What needs to be done: Present the material below as a Markdown table with the columns Row and Line, leaving out blank lines. Include only the lines from the one containing "Where can you see the green" up to and including the one containing "<point>159,38</point>".

[start Provided data]

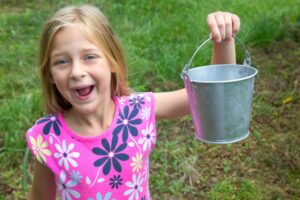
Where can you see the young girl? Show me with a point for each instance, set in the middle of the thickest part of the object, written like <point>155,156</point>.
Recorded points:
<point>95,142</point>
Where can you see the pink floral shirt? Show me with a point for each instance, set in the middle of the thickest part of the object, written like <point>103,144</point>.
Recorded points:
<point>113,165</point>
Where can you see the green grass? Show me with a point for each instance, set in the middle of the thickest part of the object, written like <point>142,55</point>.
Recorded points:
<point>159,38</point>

[end Provided data]
[start Provided data]

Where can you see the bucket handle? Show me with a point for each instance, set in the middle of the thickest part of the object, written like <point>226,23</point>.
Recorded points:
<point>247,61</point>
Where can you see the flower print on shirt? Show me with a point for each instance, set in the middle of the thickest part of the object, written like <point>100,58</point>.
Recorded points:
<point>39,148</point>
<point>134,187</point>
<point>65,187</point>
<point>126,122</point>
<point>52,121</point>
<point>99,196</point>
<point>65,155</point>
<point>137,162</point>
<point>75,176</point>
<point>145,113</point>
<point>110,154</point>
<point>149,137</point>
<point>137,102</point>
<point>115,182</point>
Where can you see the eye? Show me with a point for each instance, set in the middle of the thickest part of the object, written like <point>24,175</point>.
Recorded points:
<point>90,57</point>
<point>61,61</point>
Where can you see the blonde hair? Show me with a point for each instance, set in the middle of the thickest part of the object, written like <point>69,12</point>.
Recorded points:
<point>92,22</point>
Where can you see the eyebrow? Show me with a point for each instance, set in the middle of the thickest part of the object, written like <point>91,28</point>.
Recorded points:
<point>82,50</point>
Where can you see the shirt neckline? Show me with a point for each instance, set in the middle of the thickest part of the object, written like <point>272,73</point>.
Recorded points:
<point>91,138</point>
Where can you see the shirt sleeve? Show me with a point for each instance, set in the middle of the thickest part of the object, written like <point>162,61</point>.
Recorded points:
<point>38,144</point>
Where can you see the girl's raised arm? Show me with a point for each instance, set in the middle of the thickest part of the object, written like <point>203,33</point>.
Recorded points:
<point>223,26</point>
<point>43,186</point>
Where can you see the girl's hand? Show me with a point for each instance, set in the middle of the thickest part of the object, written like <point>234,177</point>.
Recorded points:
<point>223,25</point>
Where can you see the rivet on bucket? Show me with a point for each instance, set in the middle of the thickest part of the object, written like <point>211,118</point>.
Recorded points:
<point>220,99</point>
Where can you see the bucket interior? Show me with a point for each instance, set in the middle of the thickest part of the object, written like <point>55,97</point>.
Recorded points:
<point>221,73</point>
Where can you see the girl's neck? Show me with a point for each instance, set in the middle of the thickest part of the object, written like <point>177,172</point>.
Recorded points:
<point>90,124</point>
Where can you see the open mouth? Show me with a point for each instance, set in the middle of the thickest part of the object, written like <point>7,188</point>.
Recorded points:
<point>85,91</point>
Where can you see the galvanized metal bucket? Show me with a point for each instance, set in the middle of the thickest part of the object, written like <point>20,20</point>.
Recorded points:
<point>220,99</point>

[end Provided data]
[start Provided data]

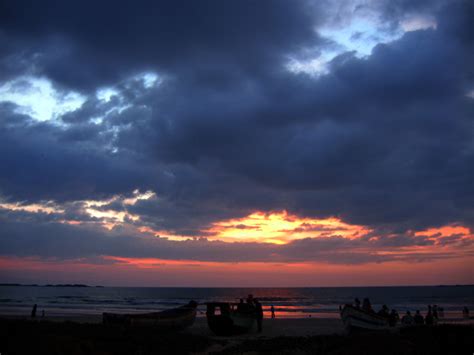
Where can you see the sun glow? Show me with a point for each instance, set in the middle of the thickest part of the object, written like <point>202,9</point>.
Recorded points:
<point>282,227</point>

[end Provided data]

Answer to this exercise:
| Row | Line |
|---|---|
| 1 | Where can you see the green grass? Show me with a point for each instance, set in the middle of the thickest part of the object, written like <point>142,55</point>. |
| 2 | Recorded points: |
| 3 | <point>159,38</point> |